Top of TEXT PASSAGE
Abstract 18114: Continuous Flow LVAD Technology Has Influenced Wait Times and Impacted Donor Allocation in Cardiac Transplantation
Introduction: Bridge to transplantation (BTT) patients with continuous flow Left Ventricular Assist Devices (cfLVAD) are assigned UNOS Status 1A or 1B priority while awaiting heart transplantation (OHT). The influence of cfLVAD on waitlist times and organ allocation was investigated.
Hypothesis: We hypothesized that cfLVAD patients on the waitlist live longer, allowing them to wait for more favorable donors.
Methods: The UNOS database was examined from 2005-2012 for all OHTs. The pulsatile flow (pLVAD) era (2005-2008) was compared to the cfLVAD era (2009-2012). The majority of LVADs placed during these 2 eras were corroborated to be pLVAD and cfLVAD respectively. These 2 cohorts were compared to patients that did not receive LVAD.
Bottom of TEXT PASSAGE
Top of RECORDS
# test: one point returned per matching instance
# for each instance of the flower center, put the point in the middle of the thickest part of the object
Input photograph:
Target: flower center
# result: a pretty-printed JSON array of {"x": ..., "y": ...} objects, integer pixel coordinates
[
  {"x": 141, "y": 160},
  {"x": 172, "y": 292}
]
Bottom of RECORDS
:: AIM OF THE EXERCISE ::
Extend the abstract on LVADs and heart transplant wait times, picking up after its last sentence.

:: ANSWER FOR THE TASK ::
Results: Of 16,476 total OHT, 3,270 (19.8%) were BTT. From 2005-2008, 1,389 (16.3%) of OHT were BTT, while from 2009-2012, 1,881 (23.7%) were BTT, marking broader acceptance of device technology (p<0.001). The cfLVAD recipients were older, more often diabetic, and had higher serum creatinine (table). The cfLVAD cohort spent 44.0 days as status 1A while pLVAD patients spent 9.8 days and non-LVAD patients spent 16.4 days as status 1A (p<0.001). The cfLVAD group spent 117.4 numbers of days as status 1B, while the pLVAD cohort spent 104.8 days and non-LVAD group spent 121.7 days in status 1B (p<0.001). One-year waitlist survival was highest in the cfLVAD era (77.5%), as compared to the pLVAD (54.1%) and non-LVAD cohorts (53.6%) (p<0.001). The cfLVAD cohort received older, more male donors that had higher BMI. Ischemic time was lowest in the cfLVAD group. One year post-transplant survival was highest in non-LVAD (91.4%) as compared to cfLVAD (91.0%) and pLVAD patients (87.2%) (p<0.001).
Conclusion: Despite being older and less favorable recipients, cfLVAD patients spend more time as status 1A and have higher waitlist survival. This may allow cfLVAD patients to receive preferred donor hearts, which may explain their higher post-transplant survival.
- © 2013 by American Heart Association, Inc.